=== Record set ===

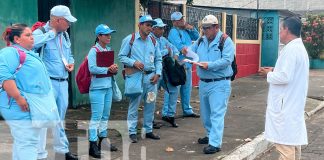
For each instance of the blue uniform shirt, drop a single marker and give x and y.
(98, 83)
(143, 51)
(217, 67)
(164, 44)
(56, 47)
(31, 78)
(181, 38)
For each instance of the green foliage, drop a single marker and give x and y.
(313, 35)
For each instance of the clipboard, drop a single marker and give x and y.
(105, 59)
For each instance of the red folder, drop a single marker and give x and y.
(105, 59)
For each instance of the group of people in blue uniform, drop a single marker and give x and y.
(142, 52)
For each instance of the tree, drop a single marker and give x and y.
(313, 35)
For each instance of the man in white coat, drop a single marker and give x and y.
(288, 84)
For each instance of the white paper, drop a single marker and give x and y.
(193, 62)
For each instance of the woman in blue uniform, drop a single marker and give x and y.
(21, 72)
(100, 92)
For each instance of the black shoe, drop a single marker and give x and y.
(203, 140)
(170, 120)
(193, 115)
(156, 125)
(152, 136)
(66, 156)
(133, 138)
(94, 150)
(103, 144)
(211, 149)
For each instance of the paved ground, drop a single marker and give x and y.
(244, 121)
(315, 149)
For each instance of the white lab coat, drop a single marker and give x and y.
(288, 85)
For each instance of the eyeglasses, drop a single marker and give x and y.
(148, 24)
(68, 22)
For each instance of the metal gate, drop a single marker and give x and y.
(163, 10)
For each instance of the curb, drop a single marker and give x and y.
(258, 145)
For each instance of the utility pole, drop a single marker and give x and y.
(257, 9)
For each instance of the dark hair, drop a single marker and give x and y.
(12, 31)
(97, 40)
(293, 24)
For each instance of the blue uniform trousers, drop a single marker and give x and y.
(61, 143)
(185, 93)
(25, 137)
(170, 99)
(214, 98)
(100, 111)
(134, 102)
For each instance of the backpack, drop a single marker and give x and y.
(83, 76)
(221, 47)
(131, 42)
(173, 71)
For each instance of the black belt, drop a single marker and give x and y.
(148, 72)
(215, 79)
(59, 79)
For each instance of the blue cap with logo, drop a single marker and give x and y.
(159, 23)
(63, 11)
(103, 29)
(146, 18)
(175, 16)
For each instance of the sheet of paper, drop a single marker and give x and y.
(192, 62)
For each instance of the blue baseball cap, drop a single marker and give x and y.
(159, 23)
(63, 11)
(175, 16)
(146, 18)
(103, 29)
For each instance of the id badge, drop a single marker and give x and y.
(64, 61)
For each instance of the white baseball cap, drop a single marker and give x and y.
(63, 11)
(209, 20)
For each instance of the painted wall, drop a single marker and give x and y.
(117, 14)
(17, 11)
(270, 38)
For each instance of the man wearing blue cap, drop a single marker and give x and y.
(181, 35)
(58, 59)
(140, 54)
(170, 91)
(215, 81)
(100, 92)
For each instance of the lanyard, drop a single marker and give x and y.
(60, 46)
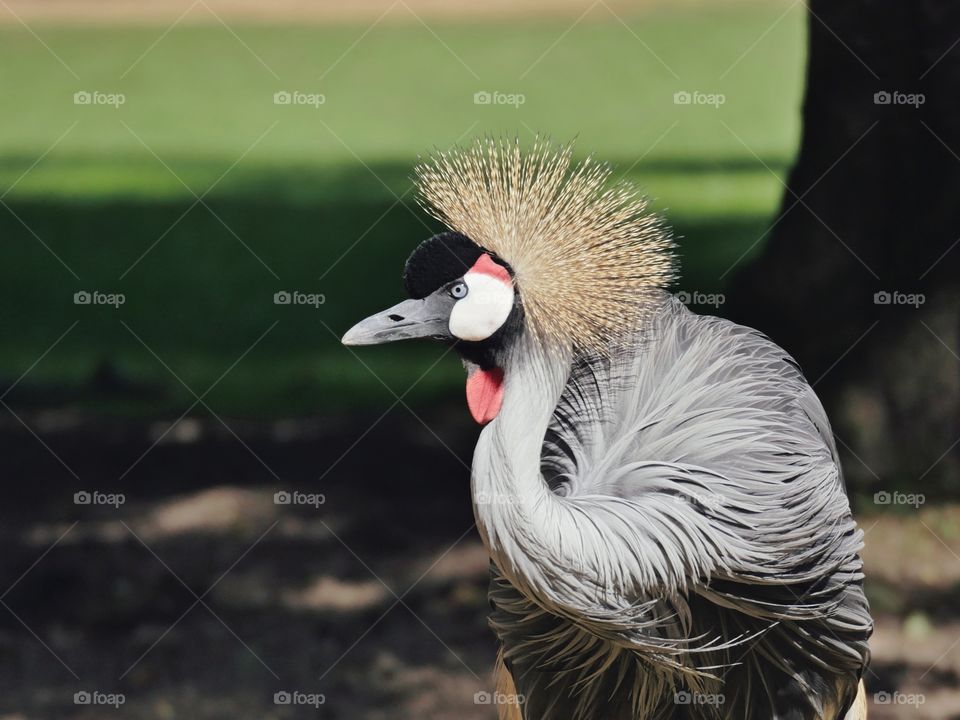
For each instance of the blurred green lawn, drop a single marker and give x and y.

===

Work instructions:
Rewrite all of the data above with "drop a single marker" replaced by "place one point" and nothing else changed. Leave the pictures out.

Completed exercise:
For each instance of the blue uniform shirt, place one point and give x and y.
(98, 83)
(143, 51)
(217, 67)
(164, 44)
(56, 47)
(31, 78)
(181, 38)
For each instance of the green foliage, place one point and give x and y.
(313, 35)
For each instance of the clipboard, place one point and give x and y.
(105, 59)
For each instance of the red folder, place one point and give x and y.
(105, 59)
For each instance of the group of people in blue uniform, place one point and give x and y.
(142, 52)
For each instance of the tree, place one point and give x and y.
(313, 35)
For each instance of the man in white coat, place one point and give x and y.
(288, 84)
For each instance of the white paper, place one point and give x and y.
(193, 62)
For each instance of the woman in blue uniform, place one point and give x and y.
(21, 72)
(100, 92)
For each instance of the black shoe, place one point and give x and y.
(203, 140)
(170, 120)
(193, 115)
(156, 125)
(152, 136)
(66, 156)
(133, 138)
(94, 150)
(103, 144)
(211, 149)
For each instance of the paved ground, place one point and give x and y.
(244, 121)
(315, 149)
For each instance of the white lab coat, place one point and give x and y.
(288, 85)
For each instance of the eyeglasses, place one point and give x and y.
(148, 24)
(68, 22)
For each instance of the metal gate, place one point and give x and y.
(163, 10)
For each instance of the curb, place one point and give x and y.
(258, 145)
For each instance of the utility pole, place one point and give x and y.
(257, 9)
For each instance of the dark hair, place one point and give x and y.
(12, 31)
(97, 40)
(293, 24)
For each instance of the blue uniform trousers, place one point and give x and y.
(61, 143)
(185, 93)
(25, 137)
(170, 99)
(214, 98)
(100, 111)
(134, 102)
For each instance of the backpack, place one point and give x and y.
(83, 76)
(221, 47)
(131, 42)
(173, 71)
For each instance of the black belt, place one point and give x and y.
(148, 72)
(215, 79)
(59, 79)
For each instance of the blue cap with logo, place one point and give x and y.
(159, 23)
(63, 11)
(103, 29)
(146, 18)
(175, 16)
For each instance of the sheet of paper, place one point and give x and y.
(192, 62)
For each instance of the blue baseball cap, place one point and give x and y.
(159, 23)
(63, 11)
(175, 16)
(146, 18)
(103, 29)
For each instance of the id badge, place one point and give x and y.
(64, 61)
For each instance of the white baseball cap, place one point and give x and y.
(63, 11)
(209, 20)
For each instance of the painted wall, place one point and give x and y.
(117, 14)
(17, 11)
(270, 38)
For each instance of the man wearing blue cap, place one point and give x and y.
(181, 35)
(58, 59)
(140, 54)
(170, 91)
(215, 81)
(100, 92)
For each instance of the lanyard, place one point and give x and y.
(60, 46)
For each instance of the blurred green lawn, place one point and give x and y.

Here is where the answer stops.